PARTS OF THE EXERCISE:
(a) In the text on smartphones and intoxicated walking, how many adults did the researchers test?
(b) In the smartphone gait text, rewrite everything from "Multiple sensors inside" down to "they are sober.", swapping "smartphones" for "mobile phones".

SOURCE EXTRACT:
# # # # # # #
Multiple sensors inside smartphones, used to detect acceleration and movements vertically, forward and backward, and side to side, reveal significant changes in how humans walk when intoxicated compared to when they are sober.
Approximately 90 percent of the time, researchers were able to use these measurements to identify changes in gait – the way someone walks – to identify when someone is over the legal limit for driving.
For the study, researchers tested 22 adults aged between 21 and 43. Volunteers came to a lab and drank enough to raise their breath alcohol concentration of 0.2 percent, which they had to drink within an hour.
The participants then placed a smartphone on their lower back, secured by a belt, and walked back and forth for 10 steps.
Although most people do not keep their smartphones secured via a belt, the researchers said that the experiment was a “proof-of-concept study” that “provides a foundation for future research on using smartphones to remotely detect alcohol-related impairments.”
“In 5 years, I would like to imagine a world in which if people go out with friends and drink at risky levels,” said Dr Brian Suffoletto, lead researcher at the University of Pittsburgh School of Medicine.
# # # # # # #
LISTED ENTRIES:

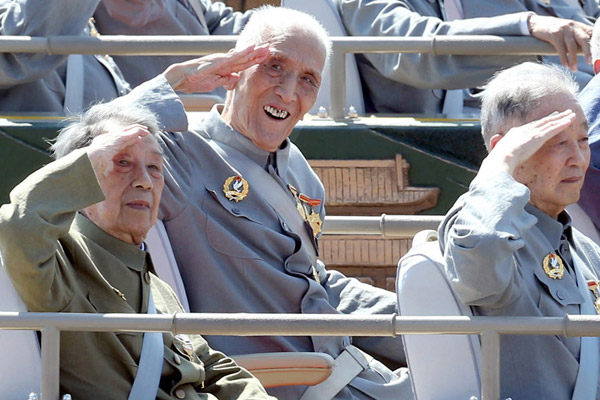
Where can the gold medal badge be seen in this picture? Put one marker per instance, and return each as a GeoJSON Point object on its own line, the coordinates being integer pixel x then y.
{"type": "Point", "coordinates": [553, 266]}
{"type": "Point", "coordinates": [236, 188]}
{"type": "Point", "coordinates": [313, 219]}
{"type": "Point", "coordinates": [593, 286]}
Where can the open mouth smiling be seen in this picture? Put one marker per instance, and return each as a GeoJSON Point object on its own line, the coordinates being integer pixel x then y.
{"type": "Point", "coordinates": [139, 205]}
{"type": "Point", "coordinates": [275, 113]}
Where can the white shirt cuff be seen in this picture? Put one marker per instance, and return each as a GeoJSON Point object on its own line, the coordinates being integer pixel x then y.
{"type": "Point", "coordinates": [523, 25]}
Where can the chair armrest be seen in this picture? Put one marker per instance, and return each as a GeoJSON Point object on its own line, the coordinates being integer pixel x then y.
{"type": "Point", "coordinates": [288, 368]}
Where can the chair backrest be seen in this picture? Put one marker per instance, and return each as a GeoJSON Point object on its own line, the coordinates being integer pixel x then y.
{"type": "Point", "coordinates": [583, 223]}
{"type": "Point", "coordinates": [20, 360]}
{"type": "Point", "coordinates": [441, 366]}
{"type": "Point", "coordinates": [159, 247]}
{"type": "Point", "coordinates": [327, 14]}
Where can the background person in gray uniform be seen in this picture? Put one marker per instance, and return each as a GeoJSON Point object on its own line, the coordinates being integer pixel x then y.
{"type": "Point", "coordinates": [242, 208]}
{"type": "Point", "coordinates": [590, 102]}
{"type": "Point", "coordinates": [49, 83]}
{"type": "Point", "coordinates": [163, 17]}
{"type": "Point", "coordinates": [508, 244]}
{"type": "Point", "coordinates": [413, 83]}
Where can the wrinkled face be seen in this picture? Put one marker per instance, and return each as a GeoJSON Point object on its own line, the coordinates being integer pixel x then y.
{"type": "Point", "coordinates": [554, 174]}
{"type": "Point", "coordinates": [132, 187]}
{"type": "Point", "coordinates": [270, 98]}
# # # # # # #
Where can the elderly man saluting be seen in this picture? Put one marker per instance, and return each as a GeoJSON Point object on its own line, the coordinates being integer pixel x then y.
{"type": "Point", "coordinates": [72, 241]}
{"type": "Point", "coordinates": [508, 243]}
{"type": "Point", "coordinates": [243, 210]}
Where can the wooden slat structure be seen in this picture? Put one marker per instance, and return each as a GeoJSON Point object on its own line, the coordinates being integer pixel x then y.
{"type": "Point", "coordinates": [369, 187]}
# # # # # # #
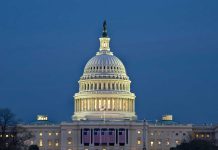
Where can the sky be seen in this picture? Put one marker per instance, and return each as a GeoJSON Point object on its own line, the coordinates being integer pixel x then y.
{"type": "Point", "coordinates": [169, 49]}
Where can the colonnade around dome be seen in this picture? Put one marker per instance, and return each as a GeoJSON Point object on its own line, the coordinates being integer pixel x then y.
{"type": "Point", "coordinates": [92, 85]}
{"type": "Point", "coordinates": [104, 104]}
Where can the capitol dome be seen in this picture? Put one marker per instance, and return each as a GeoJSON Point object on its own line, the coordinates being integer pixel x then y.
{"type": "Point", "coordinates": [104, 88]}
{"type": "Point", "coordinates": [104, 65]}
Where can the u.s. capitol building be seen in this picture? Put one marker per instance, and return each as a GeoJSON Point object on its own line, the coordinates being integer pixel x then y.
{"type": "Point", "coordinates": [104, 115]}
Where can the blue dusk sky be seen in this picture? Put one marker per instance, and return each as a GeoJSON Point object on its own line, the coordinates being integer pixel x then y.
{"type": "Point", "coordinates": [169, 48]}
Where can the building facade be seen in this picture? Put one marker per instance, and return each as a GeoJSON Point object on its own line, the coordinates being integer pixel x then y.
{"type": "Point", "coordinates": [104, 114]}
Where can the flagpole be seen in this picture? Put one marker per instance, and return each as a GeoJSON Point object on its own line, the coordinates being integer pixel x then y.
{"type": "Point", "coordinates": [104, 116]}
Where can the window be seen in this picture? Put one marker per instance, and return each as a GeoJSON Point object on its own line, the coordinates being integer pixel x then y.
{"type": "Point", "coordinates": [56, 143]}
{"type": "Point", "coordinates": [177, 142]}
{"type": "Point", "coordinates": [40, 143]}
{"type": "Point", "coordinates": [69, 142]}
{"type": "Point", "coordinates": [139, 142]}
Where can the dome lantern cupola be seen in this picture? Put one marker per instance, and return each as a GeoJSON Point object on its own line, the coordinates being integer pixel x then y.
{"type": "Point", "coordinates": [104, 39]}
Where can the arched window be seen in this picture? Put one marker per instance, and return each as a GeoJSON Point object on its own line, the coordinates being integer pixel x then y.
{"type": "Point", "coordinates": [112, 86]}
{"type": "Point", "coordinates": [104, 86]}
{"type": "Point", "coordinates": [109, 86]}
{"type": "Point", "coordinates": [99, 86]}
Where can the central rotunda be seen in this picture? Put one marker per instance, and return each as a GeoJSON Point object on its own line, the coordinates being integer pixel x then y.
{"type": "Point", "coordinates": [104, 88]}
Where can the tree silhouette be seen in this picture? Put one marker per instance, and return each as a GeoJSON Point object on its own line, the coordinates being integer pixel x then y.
# # # # # # #
TASK SOLUTIONS:
(a) 22 adults, aged between 21 and 43

(b)
Multiple sensors inside mobile phones, used to detect acceleration and movements vertically, forward and backward, and side to side, reveal significant changes in how humans walk when intoxicated compared to when they are sober.